Stored entries:
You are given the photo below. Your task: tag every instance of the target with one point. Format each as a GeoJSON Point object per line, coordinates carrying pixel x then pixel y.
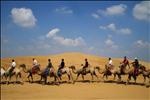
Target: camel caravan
{"type": "Point", "coordinates": [131, 70]}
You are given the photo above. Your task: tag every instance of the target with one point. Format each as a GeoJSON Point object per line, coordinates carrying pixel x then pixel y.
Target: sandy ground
{"type": "Point", "coordinates": [81, 90]}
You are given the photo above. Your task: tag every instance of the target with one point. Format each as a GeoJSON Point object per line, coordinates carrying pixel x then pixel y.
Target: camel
{"type": "Point", "coordinates": [44, 75]}
{"type": "Point", "coordinates": [91, 70]}
{"type": "Point", "coordinates": [8, 75]}
{"type": "Point", "coordinates": [65, 70]}
{"type": "Point", "coordinates": [107, 72]}
{"type": "Point", "coordinates": [3, 72]}
{"type": "Point", "coordinates": [29, 71]}
{"type": "Point", "coordinates": [129, 72]}
{"type": "Point", "coordinates": [146, 73]}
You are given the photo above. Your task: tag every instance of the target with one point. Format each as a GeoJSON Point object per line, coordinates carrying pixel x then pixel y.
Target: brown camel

**Exercise description**: Display each line of the rows above that contains the string "camel", matching case exactly.

**Problem solution**:
Target: camel caravan
Target: camel
Target: brown camel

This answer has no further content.